PAGE:

Or, police would issue a ticket, barring them from using transit for 30 days. But people would just get back on the train, only to be picked up for trespassing later.

"That starts an endless legal cycle," Ruberto said. "The mind-set was: 'We're cops, we arrest people.' "

Instead, Metro Transit police opted to partner with social service and nonprofit organizations such as St. Stephen's Human Services and Union Gospel Mission Twin Cities to match available services to those in need. Now, police often give sleepers toiletries, a blanket and a booklet detailing where to find help.

Ideally, Metro Transit would hire outreach workers to work with the homeless, but Ruberto says the agency's budget is stretched thin.

This approach appears to work in other cities nationwide, according to the Transportation Research Board (TRB). "Successful policies target behavior rather than groups or individuals," according to a TRB report. It noted that the homeless population is not homogenous and that social service groups and nonprofits have greater insight into their needs.

The report cautions that "transit agencies will never solve the problem of homelessness alone or even in partnership with others." Yet Ruberto, who spent 20 years as a paramedic for Hennepin County, remains optimistic.

Dislikes shelters

A week before Christmas, a woman who said her name was Rita sat aboard the Green Line train at Union Depot in St. Paul and prepared to take a nap as she waited for it to head west. She held tightly onto the backpack across her chest, and she pulled a roller suitcase and a luggage rack holding her belongings close.

She says she sleeps on the train because she dislikes staying in shelters. She's working with a social service group to get an apartment after losing her home in St. Paul in foreclosure several years ago following the death of her husband. She continues to work with an attorney to get her home back.

As Rita chats, an older man stumbles on the train at the Hennepin Avenue stop, clutching a tallboy beer. The can slips and beer sloshes on the floor of the train.

"Oh great, I have to sleep smelling that all night," Rita says good-naturedly. "Why couldn't he have spilled coffee? That smells nice."

The man sits down and stares blankly ahead. Pretty soon, he's sleeping, too.

GIVEN REQUEST A:
Answer these from the transit article:
(i) For how many days would a police ticket bar people from using transit?
(ii) How many years did Ruberto spend as a paramedic for Hennepin County?
(iii) At which stop does the older man stumble onto the train?

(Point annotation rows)
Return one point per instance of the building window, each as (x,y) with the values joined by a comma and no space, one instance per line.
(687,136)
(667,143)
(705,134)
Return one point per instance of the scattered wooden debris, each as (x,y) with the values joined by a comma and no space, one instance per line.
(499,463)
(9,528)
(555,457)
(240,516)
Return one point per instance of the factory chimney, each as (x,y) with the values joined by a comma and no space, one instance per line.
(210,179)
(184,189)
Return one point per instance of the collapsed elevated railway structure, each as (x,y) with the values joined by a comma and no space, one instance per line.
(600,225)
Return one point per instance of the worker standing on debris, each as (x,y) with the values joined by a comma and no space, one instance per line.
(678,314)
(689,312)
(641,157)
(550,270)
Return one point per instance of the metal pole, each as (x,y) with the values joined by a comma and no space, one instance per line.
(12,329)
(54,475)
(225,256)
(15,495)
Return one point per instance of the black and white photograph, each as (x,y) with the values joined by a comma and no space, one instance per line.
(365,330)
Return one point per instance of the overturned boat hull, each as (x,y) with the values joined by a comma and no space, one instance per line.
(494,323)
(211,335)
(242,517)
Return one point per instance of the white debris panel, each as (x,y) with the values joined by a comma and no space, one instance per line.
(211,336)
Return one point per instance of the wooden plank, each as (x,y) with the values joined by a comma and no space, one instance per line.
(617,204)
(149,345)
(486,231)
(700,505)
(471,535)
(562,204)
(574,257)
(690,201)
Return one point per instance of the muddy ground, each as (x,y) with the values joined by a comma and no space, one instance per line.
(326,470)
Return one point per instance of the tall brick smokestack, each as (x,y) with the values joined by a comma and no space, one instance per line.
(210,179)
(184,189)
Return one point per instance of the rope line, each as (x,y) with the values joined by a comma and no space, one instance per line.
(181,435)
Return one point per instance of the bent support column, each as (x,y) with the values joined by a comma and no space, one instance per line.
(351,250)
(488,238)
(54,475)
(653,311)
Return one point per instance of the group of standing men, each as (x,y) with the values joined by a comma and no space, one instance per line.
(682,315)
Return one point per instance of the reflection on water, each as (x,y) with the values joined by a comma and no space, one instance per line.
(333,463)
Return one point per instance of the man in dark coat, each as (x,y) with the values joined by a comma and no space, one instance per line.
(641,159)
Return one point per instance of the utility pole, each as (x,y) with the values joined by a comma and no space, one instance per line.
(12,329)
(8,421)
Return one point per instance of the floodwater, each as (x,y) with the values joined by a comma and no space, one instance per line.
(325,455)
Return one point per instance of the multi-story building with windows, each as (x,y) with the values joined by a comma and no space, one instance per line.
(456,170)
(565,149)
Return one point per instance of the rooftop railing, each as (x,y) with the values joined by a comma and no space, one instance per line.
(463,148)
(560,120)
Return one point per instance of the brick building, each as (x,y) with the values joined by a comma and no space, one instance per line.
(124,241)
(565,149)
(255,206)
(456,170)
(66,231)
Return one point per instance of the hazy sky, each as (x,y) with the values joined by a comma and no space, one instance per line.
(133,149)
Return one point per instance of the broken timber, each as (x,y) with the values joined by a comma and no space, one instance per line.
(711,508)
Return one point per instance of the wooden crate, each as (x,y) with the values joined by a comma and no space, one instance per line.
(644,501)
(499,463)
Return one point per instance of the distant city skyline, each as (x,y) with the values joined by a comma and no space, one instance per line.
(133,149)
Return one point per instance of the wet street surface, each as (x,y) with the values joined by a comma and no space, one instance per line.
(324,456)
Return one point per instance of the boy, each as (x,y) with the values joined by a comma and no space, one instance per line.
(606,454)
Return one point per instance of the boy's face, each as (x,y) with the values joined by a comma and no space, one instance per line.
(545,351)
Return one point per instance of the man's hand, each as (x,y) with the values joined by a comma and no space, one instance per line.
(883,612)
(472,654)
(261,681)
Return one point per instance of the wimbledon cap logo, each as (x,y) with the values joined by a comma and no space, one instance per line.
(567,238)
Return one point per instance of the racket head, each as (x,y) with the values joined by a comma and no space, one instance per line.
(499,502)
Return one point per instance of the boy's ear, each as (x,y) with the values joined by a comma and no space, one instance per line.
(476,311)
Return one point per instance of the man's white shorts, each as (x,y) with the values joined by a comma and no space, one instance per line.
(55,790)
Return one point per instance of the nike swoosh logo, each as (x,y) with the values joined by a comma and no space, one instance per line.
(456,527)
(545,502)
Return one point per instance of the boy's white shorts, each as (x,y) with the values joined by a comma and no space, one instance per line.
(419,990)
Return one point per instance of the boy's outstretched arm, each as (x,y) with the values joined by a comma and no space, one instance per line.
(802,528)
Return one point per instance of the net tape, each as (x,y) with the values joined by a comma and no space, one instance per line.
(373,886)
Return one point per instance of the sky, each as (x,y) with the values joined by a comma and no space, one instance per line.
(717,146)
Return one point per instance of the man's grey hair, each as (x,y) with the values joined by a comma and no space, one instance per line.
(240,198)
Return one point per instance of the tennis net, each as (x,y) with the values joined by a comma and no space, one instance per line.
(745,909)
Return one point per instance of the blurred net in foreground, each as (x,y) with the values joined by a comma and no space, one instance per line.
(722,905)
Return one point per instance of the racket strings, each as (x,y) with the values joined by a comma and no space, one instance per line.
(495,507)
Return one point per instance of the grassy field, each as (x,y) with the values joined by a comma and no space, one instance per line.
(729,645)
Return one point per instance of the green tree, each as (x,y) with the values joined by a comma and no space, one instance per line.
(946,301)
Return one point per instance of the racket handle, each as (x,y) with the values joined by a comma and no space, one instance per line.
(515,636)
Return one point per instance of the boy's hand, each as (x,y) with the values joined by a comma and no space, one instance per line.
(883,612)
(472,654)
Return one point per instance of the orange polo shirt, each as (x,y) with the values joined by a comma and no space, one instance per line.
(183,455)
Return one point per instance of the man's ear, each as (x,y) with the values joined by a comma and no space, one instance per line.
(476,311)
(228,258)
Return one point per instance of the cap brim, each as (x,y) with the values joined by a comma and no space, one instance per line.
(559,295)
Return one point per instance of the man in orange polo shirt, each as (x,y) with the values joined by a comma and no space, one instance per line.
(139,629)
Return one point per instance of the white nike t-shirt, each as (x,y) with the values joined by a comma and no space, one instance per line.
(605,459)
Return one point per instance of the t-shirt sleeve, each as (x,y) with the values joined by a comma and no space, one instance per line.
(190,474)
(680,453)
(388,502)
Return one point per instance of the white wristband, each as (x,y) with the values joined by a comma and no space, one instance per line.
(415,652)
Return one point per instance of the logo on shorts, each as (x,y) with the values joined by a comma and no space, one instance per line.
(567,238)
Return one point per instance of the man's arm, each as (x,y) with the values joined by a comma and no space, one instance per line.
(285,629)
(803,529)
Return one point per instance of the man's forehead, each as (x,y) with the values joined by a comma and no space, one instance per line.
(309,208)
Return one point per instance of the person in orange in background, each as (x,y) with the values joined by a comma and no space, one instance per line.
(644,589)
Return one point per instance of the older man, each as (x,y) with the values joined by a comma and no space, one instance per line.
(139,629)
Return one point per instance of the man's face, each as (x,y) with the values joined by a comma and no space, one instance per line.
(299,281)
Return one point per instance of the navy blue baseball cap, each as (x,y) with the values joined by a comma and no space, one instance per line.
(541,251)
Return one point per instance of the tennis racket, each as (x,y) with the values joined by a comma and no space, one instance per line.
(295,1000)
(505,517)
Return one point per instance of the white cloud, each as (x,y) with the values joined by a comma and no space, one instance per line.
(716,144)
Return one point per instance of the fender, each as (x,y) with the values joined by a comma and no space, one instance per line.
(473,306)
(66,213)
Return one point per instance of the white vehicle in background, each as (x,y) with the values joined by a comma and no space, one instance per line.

GIVEN REQUEST B: Report how many lines in the rows contain the string "nike". Case counts, and the reply should be the number alone.

TASK RESULT A:
(i) 30 days
(ii) 20 years
(iii) The Hennepin Avenue stop

TASK RESULT B: 2